PASSAGE SHOWN:
January 01, 2007

12:35 PM: reflections

Mom says this year will be better because it's an odd year and I was born in an odd year. I don't get her logic but I'm willing to be hopeful. '06 wasn't all bad, though. I've certainly had worse. Aside from a little heartache, Lisa's cancer scare, and some surgery, there were lots of good things, too.

Like new friends. I made a collection of new friends this year, including Rob, who's still one of my best. The Walk grew a ton and I have new family there.










And there were friendships that grew stronger. Erin and I attained BWF status, and life's events brought me closer to friends like Libby, Anne, Tammie, and Jon. Lisa keeps teaching me to feel "out loud" every day, and I got to see Jill for the first time in a million years.











Though the surgery wasn't a high point, there was a high point there--I saw an outpouring of love from my friends and family and it was really special to know how much they care. It's this kind of thing that shows you who your true friends are. I didn't realize I had so many who fit so solidly into that category.

TASK LIST:
A - List the low points of '06 that the New Year's Day entry names in its first paragraph.
B - Copy the New Year's Day entry from "Mom says this" to "good things, too.".

DATA SECTION:
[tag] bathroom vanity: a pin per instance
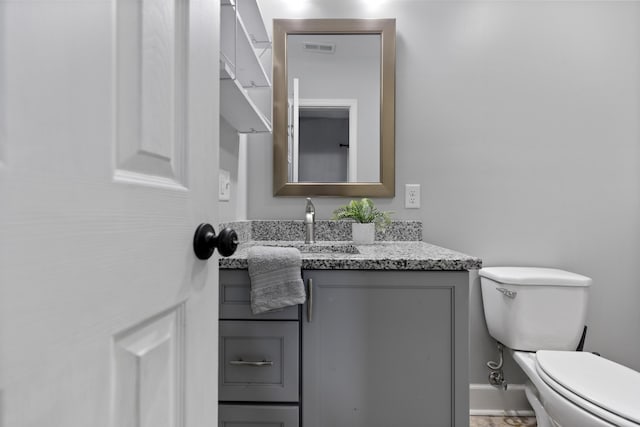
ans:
(382, 340)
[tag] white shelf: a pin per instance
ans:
(241, 69)
(252, 18)
(249, 70)
(239, 110)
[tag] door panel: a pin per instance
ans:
(104, 178)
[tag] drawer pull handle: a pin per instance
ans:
(249, 363)
(310, 300)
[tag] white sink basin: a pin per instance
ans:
(318, 247)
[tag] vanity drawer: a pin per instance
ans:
(258, 416)
(235, 301)
(259, 361)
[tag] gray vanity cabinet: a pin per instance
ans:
(259, 360)
(373, 348)
(385, 348)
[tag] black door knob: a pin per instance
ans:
(205, 241)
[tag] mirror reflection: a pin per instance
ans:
(334, 107)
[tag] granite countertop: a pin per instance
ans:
(382, 255)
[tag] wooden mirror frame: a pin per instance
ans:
(386, 28)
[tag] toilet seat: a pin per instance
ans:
(595, 384)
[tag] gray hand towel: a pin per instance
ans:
(276, 280)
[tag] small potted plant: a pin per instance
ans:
(367, 219)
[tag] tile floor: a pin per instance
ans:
(507, 421)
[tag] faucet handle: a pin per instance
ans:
(310, 208)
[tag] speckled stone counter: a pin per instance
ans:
(379, 256)
(334, 253)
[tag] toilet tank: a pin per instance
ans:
(532, 309)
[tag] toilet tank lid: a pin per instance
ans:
(534, 276)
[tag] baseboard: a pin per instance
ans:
(485, 399)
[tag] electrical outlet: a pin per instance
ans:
(412, 196)
(224, 181)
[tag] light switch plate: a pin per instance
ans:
(412, 196)
(224, 192)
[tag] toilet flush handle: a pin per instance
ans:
(507, 292)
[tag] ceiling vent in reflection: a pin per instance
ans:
(319, 47)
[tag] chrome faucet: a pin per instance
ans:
(309, 222)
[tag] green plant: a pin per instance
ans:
(363, 211)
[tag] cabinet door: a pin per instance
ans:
(386, 349)
(258, 416)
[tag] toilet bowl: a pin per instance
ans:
(538, 314)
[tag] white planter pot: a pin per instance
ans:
(363, 234)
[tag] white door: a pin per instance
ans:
(108, 162)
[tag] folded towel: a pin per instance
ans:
(276, 279)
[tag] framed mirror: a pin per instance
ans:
(334, 107)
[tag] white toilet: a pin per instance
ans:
(539, 314)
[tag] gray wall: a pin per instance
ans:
(520, 119)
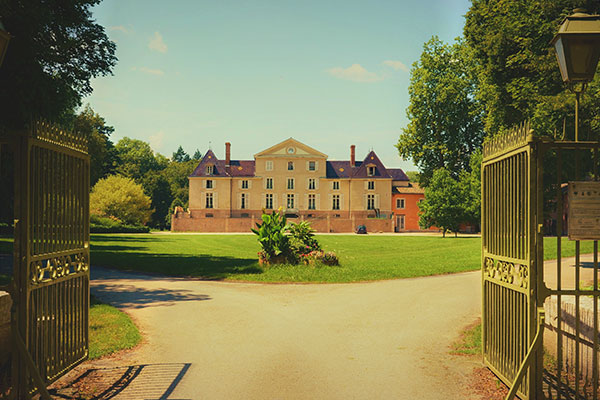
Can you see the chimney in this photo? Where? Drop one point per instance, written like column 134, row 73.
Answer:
column 227, row 154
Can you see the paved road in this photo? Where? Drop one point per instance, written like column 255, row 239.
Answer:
column 378, row 340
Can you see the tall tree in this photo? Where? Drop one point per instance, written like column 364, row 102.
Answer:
column 516, row 66
column 445, row 124
column 121, row 199
column 136, row 159
column 101, row 149
column 443, row 205
column 56, row 49
column 180, row 155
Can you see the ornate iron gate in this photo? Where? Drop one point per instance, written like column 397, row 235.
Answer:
column 509, row 255
column 525, row 301
column 51, row 257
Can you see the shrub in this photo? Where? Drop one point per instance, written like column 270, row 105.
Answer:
column 111, row 225
column 121, row 199
column 302, row 238
column 272, row 237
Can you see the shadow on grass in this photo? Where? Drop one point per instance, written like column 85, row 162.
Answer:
column 130, row 296
column 146, row 381
column 201, row 266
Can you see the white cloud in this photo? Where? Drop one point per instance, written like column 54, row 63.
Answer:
column 118, row 28
column 397, row 65
column 157, row 43
column 158, row 72
column 355, row 73
column 156, row 141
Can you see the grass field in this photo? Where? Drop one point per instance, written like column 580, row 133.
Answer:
column 110, row 330
column 234, row 257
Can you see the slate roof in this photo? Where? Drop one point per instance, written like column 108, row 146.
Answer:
column 237, row 168
column 371, row 159
column 397, row 174
column 334, row 169
column 412, row 188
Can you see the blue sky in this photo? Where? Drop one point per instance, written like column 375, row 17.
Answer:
column 327, row 73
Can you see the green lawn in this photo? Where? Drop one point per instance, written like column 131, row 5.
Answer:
column 234, row 257
column 110, row 330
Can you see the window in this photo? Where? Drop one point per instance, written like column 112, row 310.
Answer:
column 336, row 202
column 400, row 222
column 312, row 202
column 370, row 202
column 269, row 201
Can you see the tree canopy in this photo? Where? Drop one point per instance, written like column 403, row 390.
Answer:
column 55, row 50
column 121, row 199
column 445, row 124
column 444, row 203
column 518, row 75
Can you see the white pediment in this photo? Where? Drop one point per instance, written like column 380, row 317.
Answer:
column 290, row 148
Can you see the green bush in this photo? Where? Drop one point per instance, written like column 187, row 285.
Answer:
column 294, row 243
column 121, row 199
column 272, row 236
column 302, row 238
column 109, row 225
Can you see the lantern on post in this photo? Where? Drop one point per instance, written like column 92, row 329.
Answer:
column 577, row 46
column 4, row 39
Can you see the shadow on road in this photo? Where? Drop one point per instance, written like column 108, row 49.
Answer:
column 146, row 381
column 130, row 296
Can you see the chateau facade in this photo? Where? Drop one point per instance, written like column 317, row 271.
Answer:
column 335, row 196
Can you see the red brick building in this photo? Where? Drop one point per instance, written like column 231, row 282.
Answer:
column 405, row 206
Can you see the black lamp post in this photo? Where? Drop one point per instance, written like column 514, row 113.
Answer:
column 4, row 39
column 577, row 46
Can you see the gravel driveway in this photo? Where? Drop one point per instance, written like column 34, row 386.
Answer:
column 375, row 340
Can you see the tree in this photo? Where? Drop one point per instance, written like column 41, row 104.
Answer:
column 445, row 124
column 470, row 184
column 121, row 199
column 55, row 50
column 136, row 159
column 516, row 67
column 101, row 149
column 157, row 187
column 180, row 155
column 443, row 205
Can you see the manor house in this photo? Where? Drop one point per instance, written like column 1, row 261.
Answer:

LIST OF SOLUTIONS:
A -
a little heartache
Lisa's cancer scare
some surgery

B -
Mom says this year will be better because it's an odd year and I was born in an odd year. I don't get her logic but I'm willing to be hopeful. '06 wasn't all bad, though. I've certainly had worse. Aside from a little heartache, Lisa's cancer scare, and some surgery, there were lots of good things, too.